>>>
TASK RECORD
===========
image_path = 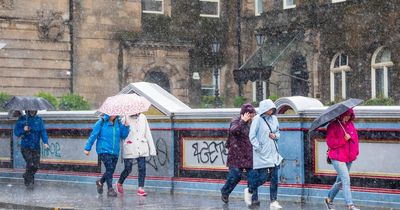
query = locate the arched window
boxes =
[144,71,171,92]
[371,47,394,98]
[330,52,350,101]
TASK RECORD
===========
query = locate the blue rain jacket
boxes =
[14,114,48,150]
[249,99,283,169]
[84,115,129,156]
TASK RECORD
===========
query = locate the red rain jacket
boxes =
[326,109,359,163]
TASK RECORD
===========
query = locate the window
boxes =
[200,0,220,18]
[283,0,296,9]
[332,0,346,3]
[330,53,350,101]
[201,68,220,96]
[255,0,263,16]
[142,0,164,14]
[371,47,394,98]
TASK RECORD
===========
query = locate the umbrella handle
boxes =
[338,120,355,143]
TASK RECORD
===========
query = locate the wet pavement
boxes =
[0,178,397,210]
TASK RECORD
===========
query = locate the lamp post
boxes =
[211,38,222,108]
[255,31,266,102]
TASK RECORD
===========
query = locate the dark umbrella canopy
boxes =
[4,96,55,111]
[309,98,363,132]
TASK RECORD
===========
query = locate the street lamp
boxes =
[255,31,266,102]
[211,38,222,108]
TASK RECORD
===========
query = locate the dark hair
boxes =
[240,103,256,115]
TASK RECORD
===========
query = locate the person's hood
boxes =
[258,99,276,115]
[338,108,355,122]
[102,114,110,121]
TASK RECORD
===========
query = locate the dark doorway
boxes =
[290,56,309,96]
[144,71,171,92]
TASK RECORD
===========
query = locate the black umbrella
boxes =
[4,96,55,111]
[309,98,363,132]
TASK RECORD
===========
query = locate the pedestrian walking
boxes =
[324,108,360,210]
[246,99,283,209]
[14,110,49,189]
[116,113,156,196]
[84,114,129,197]
[220,103,257,205]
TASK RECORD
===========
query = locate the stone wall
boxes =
[122,42,192,104]
[71,0,141,108]
[0,0,71,97]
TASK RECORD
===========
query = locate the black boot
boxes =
[96,179,103,194]
[221,194,229,204]
[107,188,117,197]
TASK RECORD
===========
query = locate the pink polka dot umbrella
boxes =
[98,93,151,116]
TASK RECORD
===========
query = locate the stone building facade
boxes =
[238,0,400,104]
[0,0,399,108]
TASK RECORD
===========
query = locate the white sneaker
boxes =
[243,188,252,206]
[270,201,283,209]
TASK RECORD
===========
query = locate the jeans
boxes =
[118,157,146,187]
[220,167,258,201]
[21,148,40,185]
[328,160,353,206]
[248,165,279,202]
[99,153,118,189]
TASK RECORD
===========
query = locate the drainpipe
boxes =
[236,0,243,96]
[69,0,74,93]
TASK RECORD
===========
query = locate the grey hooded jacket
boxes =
[249,99,283,169]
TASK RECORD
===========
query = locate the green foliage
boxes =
[200,96,224,108]
[0,92,12,112]
[251,101,259,107]
[363,97,395,106]
[59,93,90,111]
[35,92,59,110]
[268,95,278,102]
[233,96,247,108]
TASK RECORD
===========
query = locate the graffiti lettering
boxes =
[192,141,227,165]
[132,137,169,171]
[41,142,61,158]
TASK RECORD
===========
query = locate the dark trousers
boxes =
[21,148,40,186]
[248,165,280,202]
[99,153,118,189]
[221,167,258,201]
[118,157,146,187]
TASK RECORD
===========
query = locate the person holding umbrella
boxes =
[324,108,360,210]
[116,111,156,196]
[14,110,49,189]
[309,98,363,210]
[5,96,55,189]
[84,114,130,197]
[106,94,154,196]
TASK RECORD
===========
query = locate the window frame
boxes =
[200,0,220,18]
[330,52,350,102]
[332,0,346,3]
[283,0,296,10]
[255,0,263,16]
[142,0,164,14]
[371,46,394,99]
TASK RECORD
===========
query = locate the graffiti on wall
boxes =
[41,142,62,158]
[129,137,169,172]
[182,137,228,170]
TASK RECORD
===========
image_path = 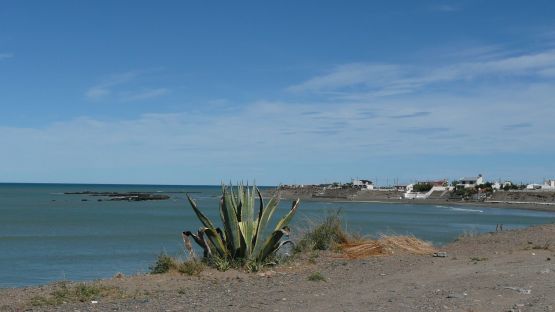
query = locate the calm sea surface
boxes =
[1,183,554,287]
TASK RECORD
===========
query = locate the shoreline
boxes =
[304,197,555,212]
[2,223,554,311]
[268,188,555,213]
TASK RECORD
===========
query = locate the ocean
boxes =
[1,183,554,288]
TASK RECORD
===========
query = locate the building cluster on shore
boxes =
[280,174,555,202]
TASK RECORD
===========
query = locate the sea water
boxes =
[1,183,554,287]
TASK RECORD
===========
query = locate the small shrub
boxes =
[308,251,319,264]
[209,256,232,272]
[295,211,349,253]
[245,259,262,272]
[307,272,326,282]
[29,282,121,306]
[150,252,176,274]
[470,257,488,262]
[177,260,204,276]
[150,252,208,275]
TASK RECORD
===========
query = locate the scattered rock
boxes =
[433,252,448,257]
[447,292,467,299]
[504,287,531,294]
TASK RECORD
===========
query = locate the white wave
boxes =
[451,207,483,213]
[435,205,483,213]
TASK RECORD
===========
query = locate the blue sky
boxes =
[1,1,555,185]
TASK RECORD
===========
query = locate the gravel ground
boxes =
[2,224,554,312]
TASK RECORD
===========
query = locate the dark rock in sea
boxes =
[109,194,170,201]
[65,191,171,201]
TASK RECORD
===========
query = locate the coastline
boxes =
[2,223,554,311]
[268,188,555,213]
[304,197,555,213]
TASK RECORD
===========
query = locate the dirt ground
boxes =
[2,224,554,312]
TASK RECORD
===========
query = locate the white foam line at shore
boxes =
[486,201,555,206]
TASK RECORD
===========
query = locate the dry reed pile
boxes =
[338,235,436,259]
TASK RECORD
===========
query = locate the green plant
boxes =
[209,256,232,271]
[177,259,205,276]
[294,211,349,253]
[307,272,326,282]
[149,252,176,274]
[413,183,433,192]
[308,251,319,264]
[29,282,122,306]
[183,184,300,268]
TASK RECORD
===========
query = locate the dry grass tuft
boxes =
[338,235,436,259]
[378,235,437,255]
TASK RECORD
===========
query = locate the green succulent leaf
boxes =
[256,226,291,262]
[186,194,216,229]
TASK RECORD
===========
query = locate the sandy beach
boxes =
[2,223,554,312]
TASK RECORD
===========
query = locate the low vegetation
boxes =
[307,271,326,282]
[294,211,350,253]
[150,252,205,276]
[29,282,122,306]
[412,183,433,193]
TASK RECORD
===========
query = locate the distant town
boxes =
[276,175,555,208]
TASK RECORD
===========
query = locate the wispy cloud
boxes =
[121,88,170,102]
[389,111,431,119]
[0,53,14,60]
[85,71,169,102]
[430,4,460,12]
[288,49,555,100]
[2,80,555,184]
[504,122,532,130]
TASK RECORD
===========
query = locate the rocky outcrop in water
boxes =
[64,191,170,201]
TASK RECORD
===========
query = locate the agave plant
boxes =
[183,184,300,265]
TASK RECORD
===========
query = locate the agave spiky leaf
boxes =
[187,194,216,229]
[238,185,256,255]
[183,230,211,258]
[202,227,228,258]
[273,198,300,231]
[251,191,281,258]
[256,226,291,262]
[221,188,242,257]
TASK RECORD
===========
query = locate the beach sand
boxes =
[2,223,554,311]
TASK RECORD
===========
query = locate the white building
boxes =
[352,179,374,190]
[526,184,542,190]
[457,174,484,189]
[542,179,555,190]
[492,181,512,190]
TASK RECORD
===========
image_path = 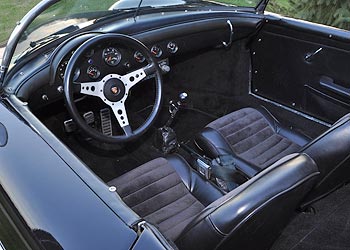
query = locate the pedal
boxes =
[64,119,76,133]
[83,111,95,125]
[100,108,112,136]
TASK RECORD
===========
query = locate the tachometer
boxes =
[87,65,101,79]
[102,47,122,66]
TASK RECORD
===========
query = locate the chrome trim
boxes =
[222,20,234,48]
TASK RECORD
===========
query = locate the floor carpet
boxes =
[271,184,350,250]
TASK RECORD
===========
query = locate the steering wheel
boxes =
[63,34,162,143]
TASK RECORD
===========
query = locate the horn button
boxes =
[103,78,126,102]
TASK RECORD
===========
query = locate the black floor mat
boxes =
[41,104,213,182]
[271,184,350,250]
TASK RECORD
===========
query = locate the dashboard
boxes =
[6,10,262,110]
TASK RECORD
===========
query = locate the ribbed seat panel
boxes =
[207,108,301,169]
[108,158,204,241]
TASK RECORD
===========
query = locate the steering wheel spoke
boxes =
[121,68,147,90]
[79,81,103,97]
[122,125,133,137]
[109,101,132,135]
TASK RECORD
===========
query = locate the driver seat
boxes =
[108,153,318,250]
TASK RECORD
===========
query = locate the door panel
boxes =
[250,17,350,123]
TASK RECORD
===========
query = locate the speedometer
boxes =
[102,47,122,66]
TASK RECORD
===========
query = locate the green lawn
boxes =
[0,0,41,45]
[0,0,116,46]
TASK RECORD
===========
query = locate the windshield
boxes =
[7,0,261,68]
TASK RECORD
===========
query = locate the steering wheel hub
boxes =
[103,78,125,102]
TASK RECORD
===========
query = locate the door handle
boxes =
[305,47,323,62]
[222,20,234,48]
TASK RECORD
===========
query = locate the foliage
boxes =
[211,0,260,7]
[267,0,350,31]
[291,0,350,30]
[1,0,350,46]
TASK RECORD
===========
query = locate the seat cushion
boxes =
[197,107,303,169]
[108,157,205,241]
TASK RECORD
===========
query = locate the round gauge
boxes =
[58,60,80,81]
[167,41,178,54]
[103,47,122,66]
[87,65,101,79]
[134,51,145,63]
[150,45,162,58]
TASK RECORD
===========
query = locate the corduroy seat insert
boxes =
[108,158,204,241]
[207,108,301,169]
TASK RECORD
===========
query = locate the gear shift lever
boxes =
[154,92,188,153]
[165,92,188,127]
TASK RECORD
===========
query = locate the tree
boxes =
[266,0,350,31]
[289,0,350,30]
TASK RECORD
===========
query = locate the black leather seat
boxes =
[195,107,350,206]
[108,153,318,250]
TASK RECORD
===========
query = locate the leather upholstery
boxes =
[175,153,318,250]
[167,155,225,206]
[195,107,350,206]
[109,153,318,250]
[301,114,350,207]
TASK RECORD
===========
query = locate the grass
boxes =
[0,0,41,45]
[0,0,116,46]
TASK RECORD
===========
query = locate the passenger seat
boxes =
[195,107,350,207]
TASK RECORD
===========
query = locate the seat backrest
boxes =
[175,153,319,250]
[300,114,350,207]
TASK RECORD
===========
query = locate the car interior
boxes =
[6,6,350,250]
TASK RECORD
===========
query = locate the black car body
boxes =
[0,0,349,249]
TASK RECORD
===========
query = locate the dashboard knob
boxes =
[42,94,49,101]
[57,85,64,94]
[160,64,170,73]
[167,42,178,54]
[179,92,188,101]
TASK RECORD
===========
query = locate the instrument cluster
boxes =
[57,41,178,82]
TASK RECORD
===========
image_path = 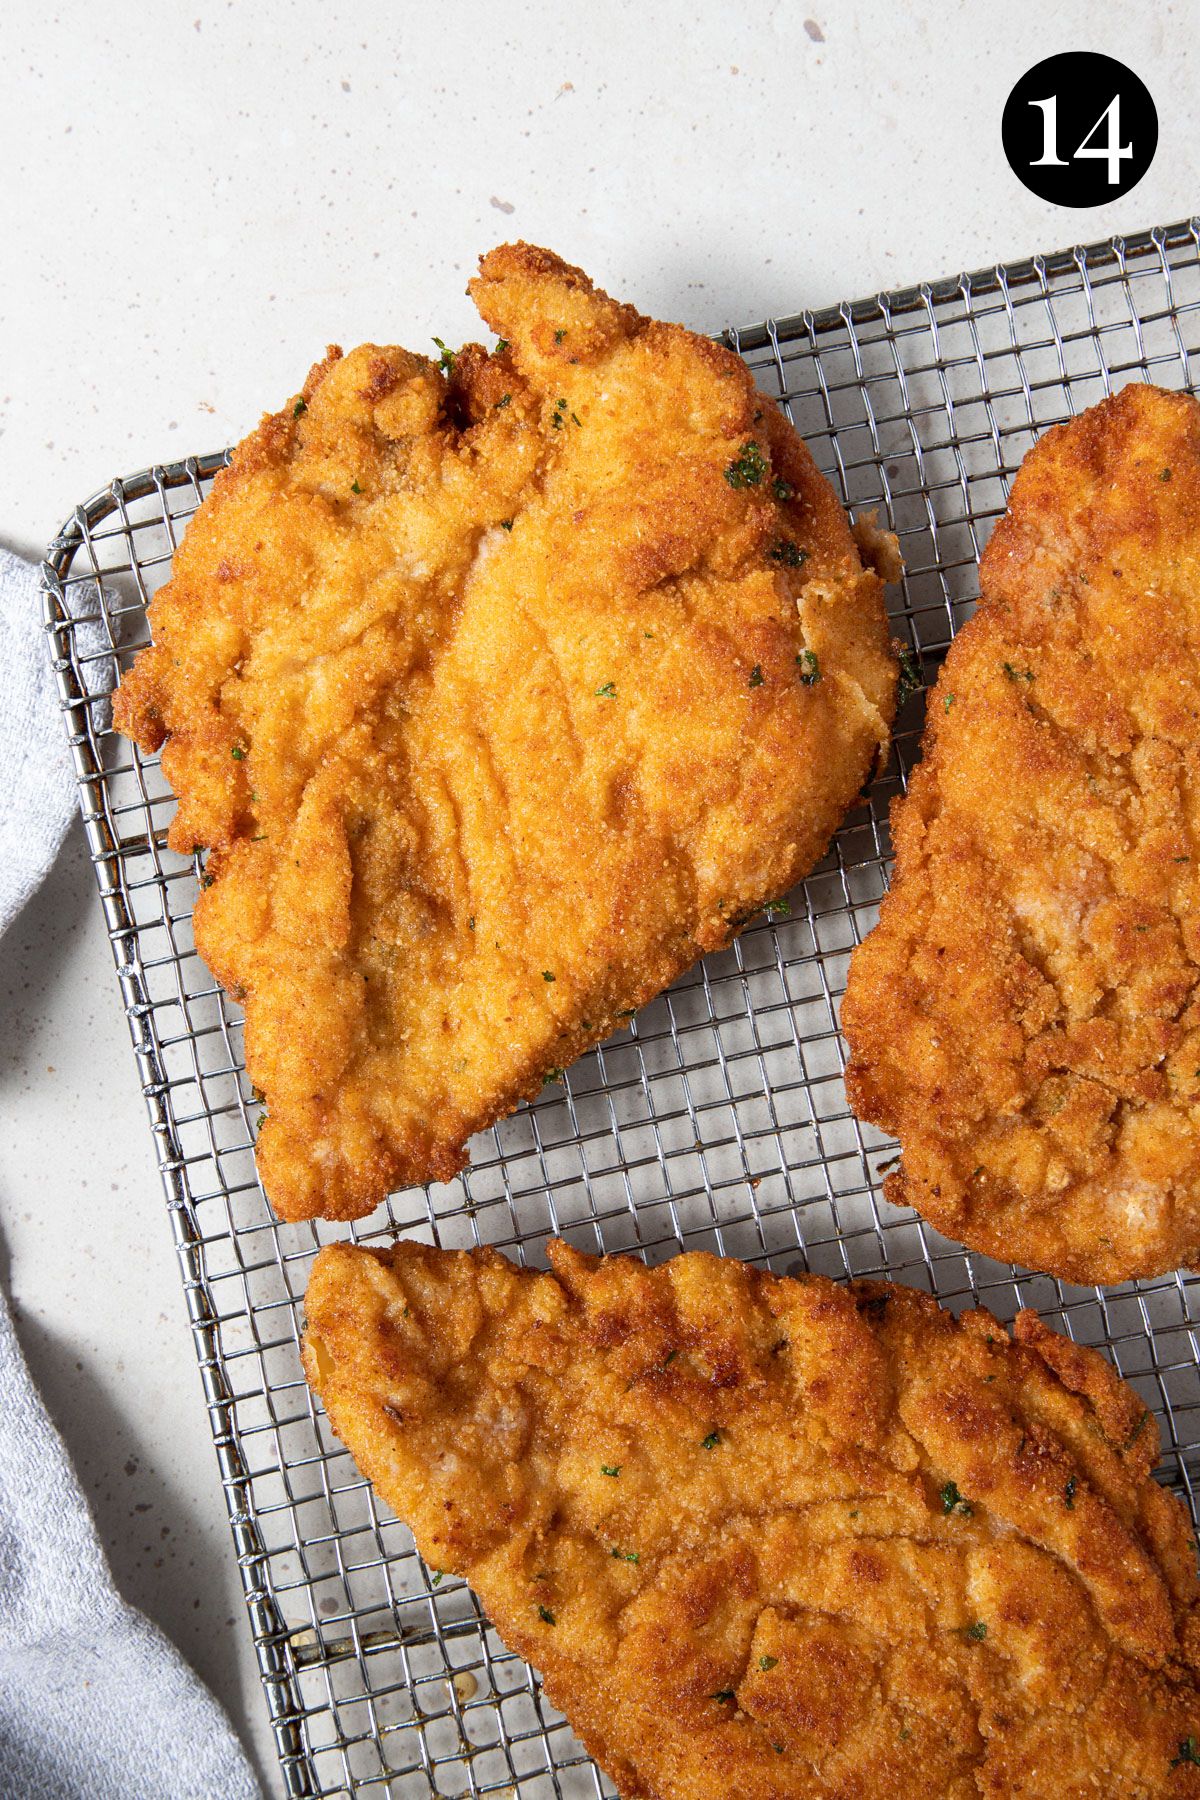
<<<
**WHAT TO DO**
Check each line of the records for the word "handle", and show the lines that contain it.

**TASK ANSWER**
query = locate the umbrella handle
query = locate the door handle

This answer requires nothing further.